Entries from a pointing dataset
* Start *

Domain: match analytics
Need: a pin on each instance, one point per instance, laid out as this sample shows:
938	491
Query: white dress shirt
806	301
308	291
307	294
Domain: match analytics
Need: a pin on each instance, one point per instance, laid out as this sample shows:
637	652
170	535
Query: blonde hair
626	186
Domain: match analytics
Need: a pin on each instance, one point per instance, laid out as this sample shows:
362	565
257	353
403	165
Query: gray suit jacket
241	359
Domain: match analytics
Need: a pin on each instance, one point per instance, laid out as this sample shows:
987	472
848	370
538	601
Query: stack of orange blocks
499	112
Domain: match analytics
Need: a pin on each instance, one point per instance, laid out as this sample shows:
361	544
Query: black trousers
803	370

* End *

Task brief >>
Copy every one of the entries above, line for line, without changing anything.

Task result >>
Domain: match analytics
Need: a pin on each instance, one point per instance, laid out as this sample shows:
938	491
Query: white dress shirt
806	301
308	291
307	294
Domain: match analytics
Need: a pin on each instance, one point per instance, laid out as this sample shows:
637	652
170	535
Query: blonde hair
626	186
Domain: match analytics
Need: a pin on each instance, one point per instance, laid out as this sample shows:
362	565
257	353
403	165
Query: gray suit jacket
241	359
Domain: match analytics
Need: a pin on each instance, one point per instance, laid out as this sample shows:
987	472
848	370
538	601
Query: stack of orange blocks
499	112
Domain: match analytics
Need: a pin on each instance, one point per instance, laid out as this sample shows:
361	544
Query: black trousers
803	370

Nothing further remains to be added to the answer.